● **Tekst**
>>
Nederlandse Vereniging van Golfspelende Journalisten
29.08.2022
k kan goed tegen m’n verlies, misschien wel een beetje te goed, maar het voelt nu toch even anders. Verliezen in de match play-competitie betekent dit jaar dat je het verslag moet schrijven en wie het verslag schrijft, moet gewag maken van een incidentje als er een incidentje was. En het is niet leuk als je een incidentje moet beschrijven waar je zelf partij in bent. Ik ga het proberen zo netjes mogelijk te doen.
De match begon voor mij goed, voor Willem niet: na 5 holes stond ik 2 up. Op hole 6 gebeurde het. Ik moest als eerste afslaan en… sloeg van de verkeerde tee af. Op de Hoge Kleij zijn er geen rode en gele en witte tees, maar hebben de tees een nummer. Tee nummer 54 is dan blauw, tee 59 staat voor geel. Ik sloeg per ongeluk af van 54, zeven meter vóór 59. Willem: ‘Ik zie het nu pas, maar je slaat van de verkeerde tee af.’ Verrek. Nou, dan sla ik nog eens af, van 59. Maar zo waren we niet getrouwd. De slag die ik had gedaan, telde, volgens Willem. Ik kon het moeilijk geloven. Ik zei: ‘In het golf kun je foutjes maken zonder dat je ervoor wordt gestraft.’ Bewijs had ik niet, het was meer een soort sportief rechtvaardigheidsgevoel. Als je op de green per ongeluk je bal aanraakt, krijg je ook geen straf.
Als je bij het afslaan de bal zonder opzet raakt, zodat hij van de tee valt, krijg je ook geen straf. Een straf omdat je per ongeluk van de verkeerde tee slaat, dient geen enkel doel, dacht ik. Willem was onvermurwbaar. Hij claimde na afloop de hole (die we volgens mijn berekening deelden), ik kondigde aan de wedstrijdleider om advies te vragen. Snel een appje naar Louis, in de hoop dat hij bereikbaar zou zijn. Zes holes verder kwam het antwoord van Louis door: nee, in matchplay volgt geen straf als je van de verkeerde tee speelt.
<<
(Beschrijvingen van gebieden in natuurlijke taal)
>>
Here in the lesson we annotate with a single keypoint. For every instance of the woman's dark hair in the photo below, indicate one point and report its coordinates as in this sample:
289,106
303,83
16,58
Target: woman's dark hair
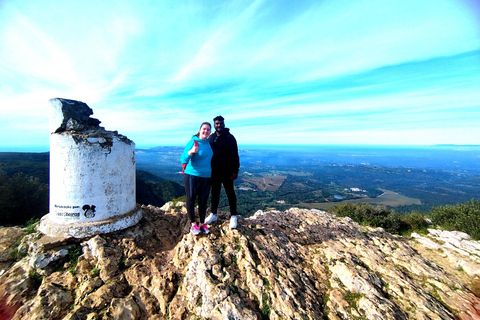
198,133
<<
● **Opdrachten**
1. Schrijf uit de tekst over de golfmatch letterlijk het stuk over dat begint bij de woorden "Als je bij het" en eindigt na "verkeerde tee speelt.".
2. Schrijf een vervolg op de tekst over de golfmatch, te beginnen na de laatste zin ervan.

● **Antwoorden per opdracht**
1.
Als je bij het afslaan de bal zonder opzet raakt, zodat hij van de tee valt, krijg je ook geen straf. Een straf omdat je per ongeluk van de verkeerde tee slaat, dient geen enkel doel, dacht ik. Willem was onvermurwbaar. Hij claimde na afloop de hole (die we volgens mijn berekening deelden), ik kondigde aan de wedstrijdleider om advies te vragen. Snel een appje naar Louis, in de hoop dat hij bereikbaar zou zijn. Zes holes verder kwam het antwoord van Louis door: nee, in matchplay volgt geen straf als je van de verkeerde tee speelt.

2.
Ik kreeg alsnog het halve punt van hole 6, we speelden verder en Willem won. Hij gooide er een hele serie ijzersterke tee-shots uit, krachtig geslagen, ver reikend. Hij is de betere golfer, geen twijfel. Ik moest dit jaar vaak aan hem denken, omdat hij me ooit vertelde regelmatig een rondje van 80 of 82 te lopen. Ik vind dat hallucinerend. Dit is een sterk jaar van me, ik heb intussen 23 kaarten ingeleverd en ben van handicap 19.6 gezakt naar 16.2. Maar ik kom zelden onder de 90 slagen binnen!
Willem wel, maar ja, die heeft een single handicap en is dus de betere golfer, die nu de finale gaat spelen. Maar fijn vond ik het niet, te verliezen met een akkefietje onderweg. Ik moest terugdenken aan de allereerste matchplay-wedstrijd die ik bij de NVGJ speelde, 25 jaar geleden, tegen Peter Smulders. Toen sloeg ik op hole 4 ook verkeerd af, wel van de goeie tee, maar met de bal buiten de gele markers. ‘Die hole is alvast voor mij’, sprak Peter gedecideerd. Je hoort het hem zeggen, want Peter is ook zo’n man die nog nooit betrapt is op enige twijfel in zijn stem. Achteraf bleek het lulkoek. Hij had me gewoon mogen vragen nog eens af te slaan, binnen de gele markers. Daar kwam ik pas jaren later achter.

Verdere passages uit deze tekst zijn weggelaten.